MATERIAL FOR THIS TASK

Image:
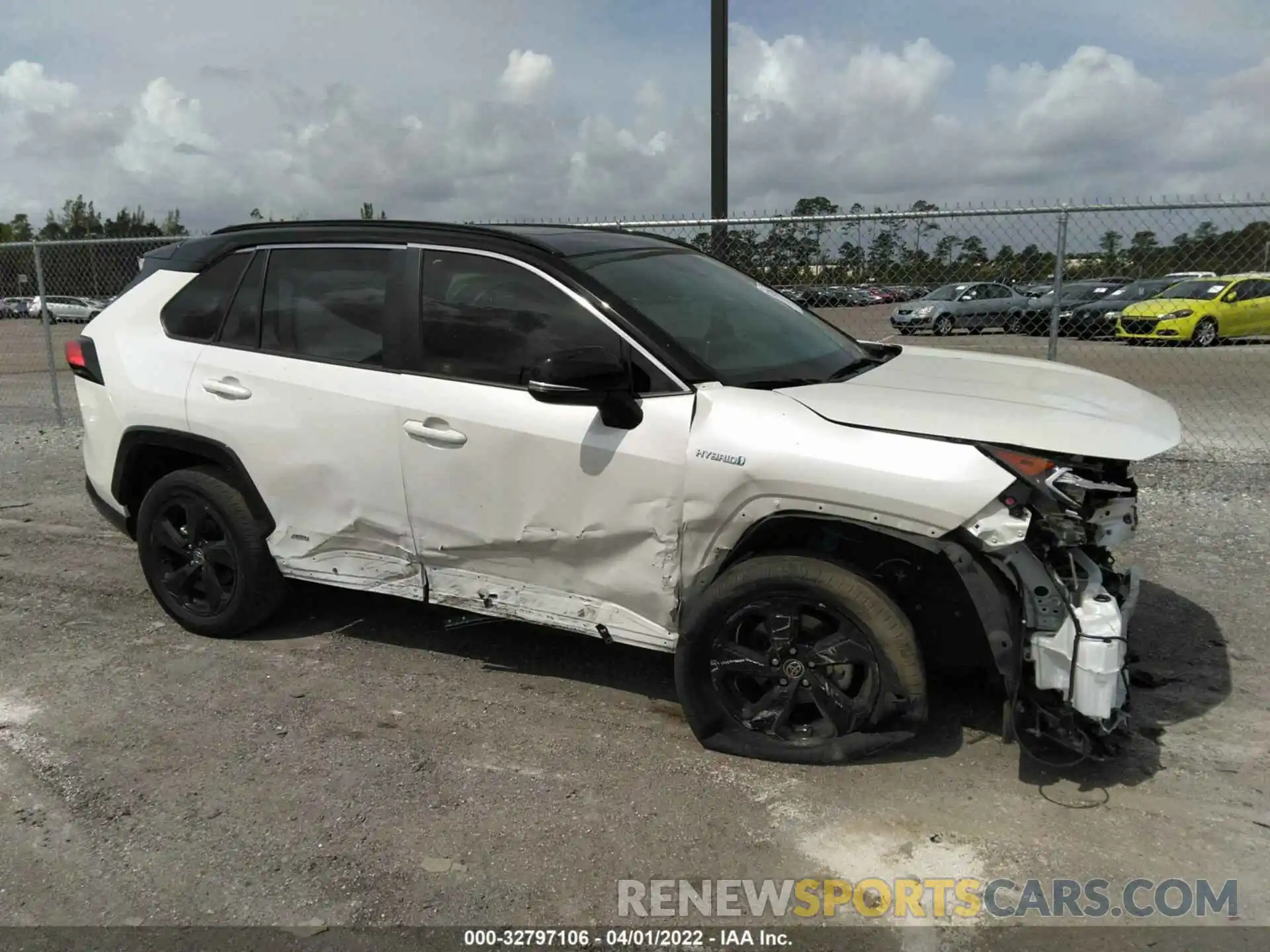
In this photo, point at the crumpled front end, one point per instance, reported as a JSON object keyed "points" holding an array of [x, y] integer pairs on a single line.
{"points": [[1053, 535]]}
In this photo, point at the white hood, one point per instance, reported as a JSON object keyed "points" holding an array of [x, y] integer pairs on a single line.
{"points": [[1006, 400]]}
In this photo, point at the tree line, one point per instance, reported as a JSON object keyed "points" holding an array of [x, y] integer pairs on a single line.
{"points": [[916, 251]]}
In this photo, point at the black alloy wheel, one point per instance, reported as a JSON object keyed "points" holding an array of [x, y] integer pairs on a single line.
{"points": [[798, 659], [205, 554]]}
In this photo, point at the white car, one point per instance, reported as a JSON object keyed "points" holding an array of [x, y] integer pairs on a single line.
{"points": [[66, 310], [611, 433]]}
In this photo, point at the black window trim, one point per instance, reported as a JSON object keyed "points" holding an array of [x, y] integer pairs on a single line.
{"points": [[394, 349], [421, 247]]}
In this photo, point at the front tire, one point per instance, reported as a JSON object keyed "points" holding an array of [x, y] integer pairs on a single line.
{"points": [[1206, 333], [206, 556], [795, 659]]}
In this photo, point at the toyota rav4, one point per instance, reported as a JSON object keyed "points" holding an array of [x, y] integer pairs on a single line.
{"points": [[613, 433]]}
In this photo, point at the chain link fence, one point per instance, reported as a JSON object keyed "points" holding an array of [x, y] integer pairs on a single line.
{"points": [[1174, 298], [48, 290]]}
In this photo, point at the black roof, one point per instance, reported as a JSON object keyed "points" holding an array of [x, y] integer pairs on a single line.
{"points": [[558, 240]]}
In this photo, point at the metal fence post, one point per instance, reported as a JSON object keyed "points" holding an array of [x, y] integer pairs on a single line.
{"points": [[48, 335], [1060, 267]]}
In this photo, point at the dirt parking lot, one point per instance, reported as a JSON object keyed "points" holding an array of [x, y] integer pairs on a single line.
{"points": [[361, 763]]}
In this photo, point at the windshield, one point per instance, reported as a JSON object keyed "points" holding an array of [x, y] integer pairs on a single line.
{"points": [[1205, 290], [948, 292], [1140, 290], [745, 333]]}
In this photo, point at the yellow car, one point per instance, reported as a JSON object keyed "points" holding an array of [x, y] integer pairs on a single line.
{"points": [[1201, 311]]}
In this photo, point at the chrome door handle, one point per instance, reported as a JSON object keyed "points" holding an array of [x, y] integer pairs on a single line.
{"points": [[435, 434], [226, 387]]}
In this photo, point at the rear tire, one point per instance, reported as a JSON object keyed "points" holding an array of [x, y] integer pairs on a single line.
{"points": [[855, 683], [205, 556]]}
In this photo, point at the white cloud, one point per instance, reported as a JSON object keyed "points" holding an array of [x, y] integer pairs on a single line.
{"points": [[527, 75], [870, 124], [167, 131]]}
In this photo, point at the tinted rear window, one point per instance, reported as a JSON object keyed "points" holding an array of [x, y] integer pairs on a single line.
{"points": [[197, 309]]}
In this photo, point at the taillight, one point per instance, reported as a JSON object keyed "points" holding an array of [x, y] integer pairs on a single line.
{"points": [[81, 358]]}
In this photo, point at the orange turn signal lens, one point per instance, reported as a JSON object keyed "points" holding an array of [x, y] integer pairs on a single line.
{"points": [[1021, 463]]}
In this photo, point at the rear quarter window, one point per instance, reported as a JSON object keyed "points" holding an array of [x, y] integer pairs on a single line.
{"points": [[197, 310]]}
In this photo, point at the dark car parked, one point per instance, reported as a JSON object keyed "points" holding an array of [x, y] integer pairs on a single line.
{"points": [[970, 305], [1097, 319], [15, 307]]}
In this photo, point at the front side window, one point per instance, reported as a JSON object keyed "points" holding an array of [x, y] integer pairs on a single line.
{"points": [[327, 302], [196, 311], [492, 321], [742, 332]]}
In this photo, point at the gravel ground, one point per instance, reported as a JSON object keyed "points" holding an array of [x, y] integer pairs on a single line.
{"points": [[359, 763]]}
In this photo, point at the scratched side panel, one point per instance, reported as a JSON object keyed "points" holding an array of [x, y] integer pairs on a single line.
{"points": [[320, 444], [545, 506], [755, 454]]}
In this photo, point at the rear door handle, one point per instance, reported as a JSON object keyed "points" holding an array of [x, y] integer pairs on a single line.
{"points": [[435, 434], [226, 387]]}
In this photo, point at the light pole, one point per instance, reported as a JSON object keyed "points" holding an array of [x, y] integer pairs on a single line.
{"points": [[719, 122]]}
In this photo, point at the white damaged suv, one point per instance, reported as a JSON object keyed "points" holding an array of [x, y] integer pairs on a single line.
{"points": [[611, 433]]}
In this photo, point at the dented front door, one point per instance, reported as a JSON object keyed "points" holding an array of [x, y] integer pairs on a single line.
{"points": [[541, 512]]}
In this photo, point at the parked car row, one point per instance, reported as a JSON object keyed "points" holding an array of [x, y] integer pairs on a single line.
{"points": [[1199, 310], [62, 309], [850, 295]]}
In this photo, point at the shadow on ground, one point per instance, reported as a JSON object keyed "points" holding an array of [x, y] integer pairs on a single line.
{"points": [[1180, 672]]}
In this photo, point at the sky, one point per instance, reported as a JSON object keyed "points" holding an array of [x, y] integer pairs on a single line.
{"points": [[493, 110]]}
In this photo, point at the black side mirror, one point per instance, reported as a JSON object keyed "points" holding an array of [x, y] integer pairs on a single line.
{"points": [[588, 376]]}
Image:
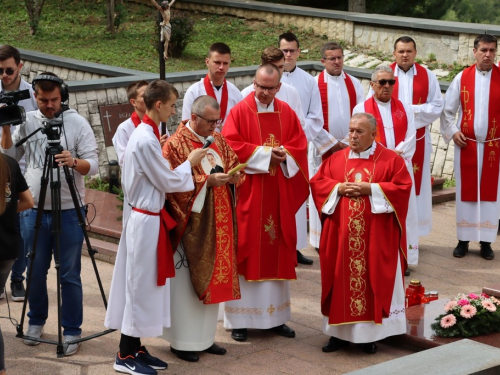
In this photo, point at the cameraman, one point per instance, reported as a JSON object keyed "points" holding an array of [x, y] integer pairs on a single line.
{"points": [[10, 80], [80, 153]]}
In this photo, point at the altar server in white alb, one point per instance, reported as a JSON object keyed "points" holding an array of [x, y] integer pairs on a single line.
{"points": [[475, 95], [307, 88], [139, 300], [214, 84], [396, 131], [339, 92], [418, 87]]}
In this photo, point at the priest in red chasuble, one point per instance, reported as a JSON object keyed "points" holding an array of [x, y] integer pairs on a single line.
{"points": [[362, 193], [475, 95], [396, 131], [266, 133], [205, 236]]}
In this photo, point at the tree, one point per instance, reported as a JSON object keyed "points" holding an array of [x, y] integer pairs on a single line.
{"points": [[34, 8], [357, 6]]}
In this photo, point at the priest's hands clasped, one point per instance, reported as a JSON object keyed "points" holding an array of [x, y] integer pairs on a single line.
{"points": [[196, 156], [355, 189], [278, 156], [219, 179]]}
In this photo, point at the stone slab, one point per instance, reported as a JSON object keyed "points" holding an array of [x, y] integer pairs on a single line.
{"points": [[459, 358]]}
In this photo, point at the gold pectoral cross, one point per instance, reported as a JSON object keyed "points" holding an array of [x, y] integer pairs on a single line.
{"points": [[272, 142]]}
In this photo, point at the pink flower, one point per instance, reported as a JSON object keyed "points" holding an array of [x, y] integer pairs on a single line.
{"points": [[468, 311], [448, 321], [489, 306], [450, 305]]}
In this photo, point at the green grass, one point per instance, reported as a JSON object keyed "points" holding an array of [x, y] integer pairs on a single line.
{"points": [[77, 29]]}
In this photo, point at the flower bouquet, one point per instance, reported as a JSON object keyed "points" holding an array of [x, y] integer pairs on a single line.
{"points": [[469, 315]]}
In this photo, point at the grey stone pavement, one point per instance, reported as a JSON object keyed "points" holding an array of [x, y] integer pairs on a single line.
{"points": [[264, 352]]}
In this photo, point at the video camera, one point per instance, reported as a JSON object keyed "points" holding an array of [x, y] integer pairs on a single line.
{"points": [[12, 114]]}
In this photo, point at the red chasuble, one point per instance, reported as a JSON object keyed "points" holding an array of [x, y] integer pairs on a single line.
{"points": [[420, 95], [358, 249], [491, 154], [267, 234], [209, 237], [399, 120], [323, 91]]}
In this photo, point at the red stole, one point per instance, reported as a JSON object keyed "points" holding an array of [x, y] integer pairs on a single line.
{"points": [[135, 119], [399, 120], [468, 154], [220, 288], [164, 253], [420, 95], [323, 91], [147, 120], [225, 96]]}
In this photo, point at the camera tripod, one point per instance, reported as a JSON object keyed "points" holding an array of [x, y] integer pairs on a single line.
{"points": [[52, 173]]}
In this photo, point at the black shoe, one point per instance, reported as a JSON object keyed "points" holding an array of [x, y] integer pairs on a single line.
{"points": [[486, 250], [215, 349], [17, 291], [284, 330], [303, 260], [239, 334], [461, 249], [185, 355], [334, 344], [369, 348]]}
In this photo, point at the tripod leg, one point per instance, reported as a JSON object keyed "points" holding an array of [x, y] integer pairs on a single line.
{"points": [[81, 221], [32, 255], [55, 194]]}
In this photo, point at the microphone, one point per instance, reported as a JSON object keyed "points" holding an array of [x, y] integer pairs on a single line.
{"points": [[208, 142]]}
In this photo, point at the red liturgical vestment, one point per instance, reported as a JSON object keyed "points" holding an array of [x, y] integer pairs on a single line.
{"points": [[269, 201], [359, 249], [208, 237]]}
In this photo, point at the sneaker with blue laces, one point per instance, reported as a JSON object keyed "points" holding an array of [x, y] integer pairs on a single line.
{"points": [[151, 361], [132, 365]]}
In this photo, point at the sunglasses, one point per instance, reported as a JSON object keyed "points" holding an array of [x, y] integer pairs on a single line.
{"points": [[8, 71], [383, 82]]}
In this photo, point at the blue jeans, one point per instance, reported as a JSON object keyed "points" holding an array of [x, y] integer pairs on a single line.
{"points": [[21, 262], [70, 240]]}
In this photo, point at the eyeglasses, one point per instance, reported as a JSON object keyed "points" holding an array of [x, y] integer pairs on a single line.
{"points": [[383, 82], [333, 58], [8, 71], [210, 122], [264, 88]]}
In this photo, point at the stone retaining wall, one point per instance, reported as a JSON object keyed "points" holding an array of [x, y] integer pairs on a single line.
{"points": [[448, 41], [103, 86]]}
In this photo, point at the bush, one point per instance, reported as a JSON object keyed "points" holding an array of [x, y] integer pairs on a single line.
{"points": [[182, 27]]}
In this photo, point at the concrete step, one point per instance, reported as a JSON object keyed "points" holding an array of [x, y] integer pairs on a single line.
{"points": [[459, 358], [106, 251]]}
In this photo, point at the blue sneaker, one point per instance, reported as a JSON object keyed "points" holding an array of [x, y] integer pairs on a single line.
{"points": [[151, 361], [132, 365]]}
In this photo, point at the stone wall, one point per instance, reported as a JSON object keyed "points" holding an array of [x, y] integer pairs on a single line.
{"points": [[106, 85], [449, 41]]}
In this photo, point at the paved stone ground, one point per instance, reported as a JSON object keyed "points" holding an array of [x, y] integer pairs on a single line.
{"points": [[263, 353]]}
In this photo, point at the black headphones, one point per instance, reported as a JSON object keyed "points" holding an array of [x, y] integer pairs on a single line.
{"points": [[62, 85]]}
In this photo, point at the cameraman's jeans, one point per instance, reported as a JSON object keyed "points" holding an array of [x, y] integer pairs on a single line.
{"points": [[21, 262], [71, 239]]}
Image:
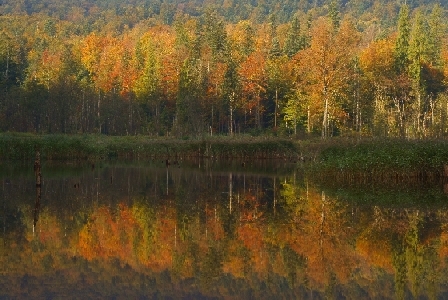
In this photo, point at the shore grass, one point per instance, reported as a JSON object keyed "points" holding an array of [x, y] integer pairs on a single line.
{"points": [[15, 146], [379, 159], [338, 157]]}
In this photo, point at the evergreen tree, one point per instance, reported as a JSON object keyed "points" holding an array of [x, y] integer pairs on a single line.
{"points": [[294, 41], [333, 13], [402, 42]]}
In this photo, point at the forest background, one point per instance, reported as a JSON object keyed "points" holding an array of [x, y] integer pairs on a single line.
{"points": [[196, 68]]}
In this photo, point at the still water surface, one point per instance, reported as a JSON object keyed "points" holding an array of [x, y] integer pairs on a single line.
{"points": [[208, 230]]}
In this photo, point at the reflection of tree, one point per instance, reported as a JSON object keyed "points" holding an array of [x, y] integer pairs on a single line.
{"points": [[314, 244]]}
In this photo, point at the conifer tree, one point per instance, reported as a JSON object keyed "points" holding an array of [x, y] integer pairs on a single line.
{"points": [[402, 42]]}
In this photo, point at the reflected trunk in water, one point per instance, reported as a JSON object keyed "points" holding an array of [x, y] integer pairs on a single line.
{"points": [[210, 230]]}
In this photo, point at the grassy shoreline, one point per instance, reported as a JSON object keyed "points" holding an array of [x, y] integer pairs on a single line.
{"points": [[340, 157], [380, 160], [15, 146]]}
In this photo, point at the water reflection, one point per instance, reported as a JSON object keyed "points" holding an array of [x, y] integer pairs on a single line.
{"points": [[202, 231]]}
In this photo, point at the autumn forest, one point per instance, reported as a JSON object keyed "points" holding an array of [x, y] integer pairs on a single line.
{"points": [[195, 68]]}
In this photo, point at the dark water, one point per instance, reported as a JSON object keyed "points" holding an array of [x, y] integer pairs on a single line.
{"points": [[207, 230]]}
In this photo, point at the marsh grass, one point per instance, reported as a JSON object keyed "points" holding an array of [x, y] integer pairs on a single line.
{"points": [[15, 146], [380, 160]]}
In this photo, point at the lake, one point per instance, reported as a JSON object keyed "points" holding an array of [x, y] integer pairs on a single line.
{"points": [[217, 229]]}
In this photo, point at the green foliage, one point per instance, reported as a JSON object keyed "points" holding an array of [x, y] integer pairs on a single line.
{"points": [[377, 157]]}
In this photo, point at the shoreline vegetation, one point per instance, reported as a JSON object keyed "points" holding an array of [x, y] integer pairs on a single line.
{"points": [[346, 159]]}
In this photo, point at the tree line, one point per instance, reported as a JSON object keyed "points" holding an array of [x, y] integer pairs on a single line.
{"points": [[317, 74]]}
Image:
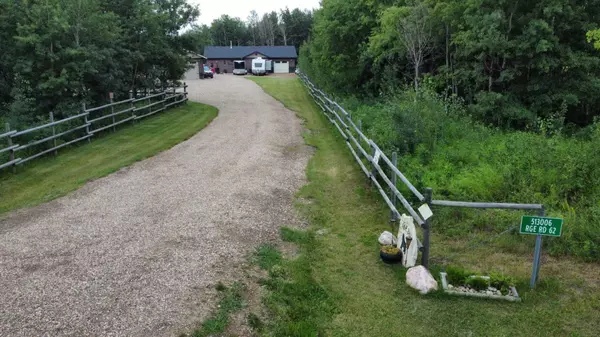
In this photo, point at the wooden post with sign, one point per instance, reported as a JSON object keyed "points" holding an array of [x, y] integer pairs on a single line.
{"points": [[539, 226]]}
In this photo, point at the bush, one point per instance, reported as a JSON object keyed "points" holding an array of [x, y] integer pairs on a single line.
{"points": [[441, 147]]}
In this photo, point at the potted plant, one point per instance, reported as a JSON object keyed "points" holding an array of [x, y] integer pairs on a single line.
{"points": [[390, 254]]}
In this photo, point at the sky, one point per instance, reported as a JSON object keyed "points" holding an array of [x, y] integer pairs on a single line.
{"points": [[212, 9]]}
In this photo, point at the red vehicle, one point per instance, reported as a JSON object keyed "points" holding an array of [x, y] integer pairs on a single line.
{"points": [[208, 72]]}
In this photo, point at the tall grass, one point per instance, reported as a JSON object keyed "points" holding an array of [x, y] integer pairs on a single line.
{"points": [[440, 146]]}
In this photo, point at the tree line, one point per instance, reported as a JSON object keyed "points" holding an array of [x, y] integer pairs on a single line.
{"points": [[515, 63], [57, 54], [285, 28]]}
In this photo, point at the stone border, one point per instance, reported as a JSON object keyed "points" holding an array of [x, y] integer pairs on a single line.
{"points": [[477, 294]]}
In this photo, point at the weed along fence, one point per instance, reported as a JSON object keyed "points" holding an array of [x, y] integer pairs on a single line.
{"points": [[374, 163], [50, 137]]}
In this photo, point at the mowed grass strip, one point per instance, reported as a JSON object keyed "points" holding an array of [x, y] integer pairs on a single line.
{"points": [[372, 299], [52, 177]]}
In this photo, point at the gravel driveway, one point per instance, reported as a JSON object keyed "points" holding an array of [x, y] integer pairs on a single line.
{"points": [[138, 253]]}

SHORT TASK
Every line from the line containing "In this photo, point at the potted" to the last line of the material above must be repeated exactly, and no other line.

RESULT
In this photo, point at the potted plant, one point per instance, reported as a JSON object keyed "points" holding an array of [x, y] integer pairs on a single line.
{"points": [[390, 254]]}
In this photo, point at the sky, one point per instance, reported as a JSON object keyed "points" holding an array of [x, y] integer pairs on a single line.
{"points": [[212, 9]]}
In this photo, point at the red vehicle, one point per instance, reported as a JSON object keyed "points" holding an array of [x, y] integer pairs on a single line.
{"points": [[208, 72]]}
In this photo, point at the tall grass, one point per instance, reported as a JSON object keyed "points" holding an array of [x, y] integer pairs on a single line.
{"points": [[440, 146]]}
In this photo, point at the tree line, one point per instance, reported as a JSON object keyed "points" holding an array of [x, y] integer pairs on a single line.
{"points": [[515, 63], [57, 54], [285, 28]]}
In this photo, point at the stone border, one point per instance, reported as a JSON object keyed "points" holding an array of [x, y] integer pairs on a single line.
{"points": [[477, 294]]}
In this photo, point at the weed along fence, one point per instance, reported as a JSON object keyed "points" holding an array of [x, y] integer pairs on a single line.
{"points": [[374, 163], [50, 137]]}
In this photo, point at the mowed grass strip, one point per instance, reported as a JSON object keyed "points" holding an array of [x, y] integer pairs on a single line.
{"points": [[372, 299], [52, 177]]}
In this photo, point at the gravel driveway, one point per instance, reported as a JSON object keyed "points" holding an array of [x, y] integer pairs on a single line.
{"points": [[138, 253]]}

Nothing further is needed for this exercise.